__WHAT THIS TASK INVOLVES__
Reproduce the entries below word for word from the line with "the black tire." to the line with "[538,177,564,213]", including both of those lines, and leave the pictures out.

__LISTING__

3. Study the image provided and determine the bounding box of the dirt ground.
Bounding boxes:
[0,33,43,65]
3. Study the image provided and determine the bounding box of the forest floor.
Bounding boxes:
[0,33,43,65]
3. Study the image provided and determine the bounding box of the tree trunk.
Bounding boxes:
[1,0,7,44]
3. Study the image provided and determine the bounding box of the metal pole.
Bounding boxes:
==
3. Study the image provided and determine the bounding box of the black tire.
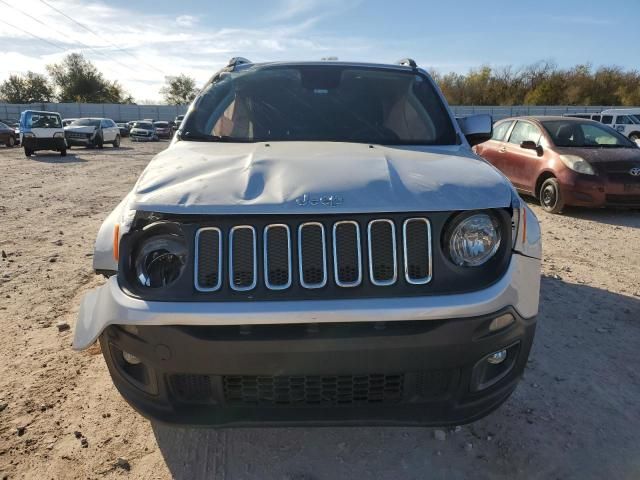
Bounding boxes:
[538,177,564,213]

__RESULT OF THIS EXERCISE__
3. Study the image provided and determine the bounding box of the black tire.
Bounding boxes:
[538,177,564,213]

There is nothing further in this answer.